* **Saved entries**:
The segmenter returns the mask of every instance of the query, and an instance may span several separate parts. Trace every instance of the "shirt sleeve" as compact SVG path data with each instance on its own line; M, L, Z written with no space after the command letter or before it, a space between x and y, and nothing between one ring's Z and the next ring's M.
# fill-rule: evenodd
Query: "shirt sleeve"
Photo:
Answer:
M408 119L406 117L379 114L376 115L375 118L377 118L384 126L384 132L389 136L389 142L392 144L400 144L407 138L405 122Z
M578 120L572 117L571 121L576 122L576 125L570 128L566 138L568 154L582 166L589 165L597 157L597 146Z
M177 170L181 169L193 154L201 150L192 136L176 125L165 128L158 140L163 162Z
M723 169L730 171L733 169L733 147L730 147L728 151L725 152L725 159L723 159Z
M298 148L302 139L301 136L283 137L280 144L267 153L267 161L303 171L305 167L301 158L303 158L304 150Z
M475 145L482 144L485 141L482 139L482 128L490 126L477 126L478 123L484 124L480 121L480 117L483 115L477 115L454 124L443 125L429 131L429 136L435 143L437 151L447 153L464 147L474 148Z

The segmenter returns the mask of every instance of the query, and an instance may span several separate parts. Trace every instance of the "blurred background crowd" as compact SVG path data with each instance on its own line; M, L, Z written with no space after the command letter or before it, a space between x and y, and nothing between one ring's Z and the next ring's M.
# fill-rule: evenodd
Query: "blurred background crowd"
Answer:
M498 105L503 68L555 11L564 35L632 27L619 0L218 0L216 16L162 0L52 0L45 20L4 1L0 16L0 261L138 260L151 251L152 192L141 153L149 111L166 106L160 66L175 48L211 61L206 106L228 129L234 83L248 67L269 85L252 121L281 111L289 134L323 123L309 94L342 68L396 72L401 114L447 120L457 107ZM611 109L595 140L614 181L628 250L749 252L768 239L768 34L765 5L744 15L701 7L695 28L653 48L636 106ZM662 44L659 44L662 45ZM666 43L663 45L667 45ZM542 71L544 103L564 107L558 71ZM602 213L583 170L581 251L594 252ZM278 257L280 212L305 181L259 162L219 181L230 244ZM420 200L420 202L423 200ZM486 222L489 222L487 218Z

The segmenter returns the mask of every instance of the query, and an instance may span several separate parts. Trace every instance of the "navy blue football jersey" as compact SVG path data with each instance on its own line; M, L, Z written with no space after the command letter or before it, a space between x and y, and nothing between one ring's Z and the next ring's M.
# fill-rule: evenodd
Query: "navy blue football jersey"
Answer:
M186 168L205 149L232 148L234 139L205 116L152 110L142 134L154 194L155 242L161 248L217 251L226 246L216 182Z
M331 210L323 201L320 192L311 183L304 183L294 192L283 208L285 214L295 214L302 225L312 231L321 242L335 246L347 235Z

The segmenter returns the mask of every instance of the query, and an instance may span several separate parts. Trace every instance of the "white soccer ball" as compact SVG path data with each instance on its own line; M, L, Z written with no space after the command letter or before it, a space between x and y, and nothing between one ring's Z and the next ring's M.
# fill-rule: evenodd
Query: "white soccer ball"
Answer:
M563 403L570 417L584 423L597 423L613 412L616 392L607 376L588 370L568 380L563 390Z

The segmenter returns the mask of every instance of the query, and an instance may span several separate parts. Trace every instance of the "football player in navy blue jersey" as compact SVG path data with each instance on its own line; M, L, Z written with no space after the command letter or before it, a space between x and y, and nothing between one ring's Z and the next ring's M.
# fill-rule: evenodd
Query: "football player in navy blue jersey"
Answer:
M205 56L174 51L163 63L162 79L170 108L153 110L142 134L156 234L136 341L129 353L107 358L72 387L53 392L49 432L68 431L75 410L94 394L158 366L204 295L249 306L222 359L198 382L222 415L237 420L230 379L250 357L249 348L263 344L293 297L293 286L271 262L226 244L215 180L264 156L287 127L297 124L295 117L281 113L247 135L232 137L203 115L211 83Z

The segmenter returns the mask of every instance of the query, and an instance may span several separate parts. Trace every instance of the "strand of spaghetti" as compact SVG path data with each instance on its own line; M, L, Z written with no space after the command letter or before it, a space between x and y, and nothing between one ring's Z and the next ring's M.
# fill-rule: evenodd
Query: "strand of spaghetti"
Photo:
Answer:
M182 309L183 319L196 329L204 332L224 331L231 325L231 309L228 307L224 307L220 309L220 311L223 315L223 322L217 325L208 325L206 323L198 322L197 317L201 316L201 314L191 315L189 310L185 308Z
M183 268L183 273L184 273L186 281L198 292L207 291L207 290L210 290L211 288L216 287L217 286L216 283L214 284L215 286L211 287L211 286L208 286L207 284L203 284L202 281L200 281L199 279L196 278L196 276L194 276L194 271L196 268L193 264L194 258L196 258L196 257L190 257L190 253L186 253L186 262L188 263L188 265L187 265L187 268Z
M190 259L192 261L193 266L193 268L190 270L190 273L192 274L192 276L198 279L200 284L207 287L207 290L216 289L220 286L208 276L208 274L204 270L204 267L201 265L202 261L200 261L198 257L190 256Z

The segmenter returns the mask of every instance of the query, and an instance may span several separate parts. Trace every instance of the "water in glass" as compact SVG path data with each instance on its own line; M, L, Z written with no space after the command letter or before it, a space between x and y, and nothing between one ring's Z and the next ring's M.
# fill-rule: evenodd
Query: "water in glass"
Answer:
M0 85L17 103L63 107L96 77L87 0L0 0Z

* **PROBLEM**: Filter the records for the word "jersey" and show every line that has it.

* **RESULT**:
The segmenter returns the mask of every instance of the query, and an instance may span several separate parts. Trace every instance of the "navy blue football jersey" as compact SVG path data with each instance on its own line; M, L, Z written with no space after the command letter or before it, a space between x and y, and nothing between one ring's Z and the next ring's M.
Query: "navy blue football jersey"
The segmenter returns the mask of every instance of the query, and an instance may span several separate parts. Trace every instance of the "football player in navy blue jersey" as compact SVG path data with each instance on its own line; M, L, Z written with no space after the command letter or before it, a space between x and y, and nothing between one ring's Z and the next ring's M.
Query: "football player in navy blue jersey"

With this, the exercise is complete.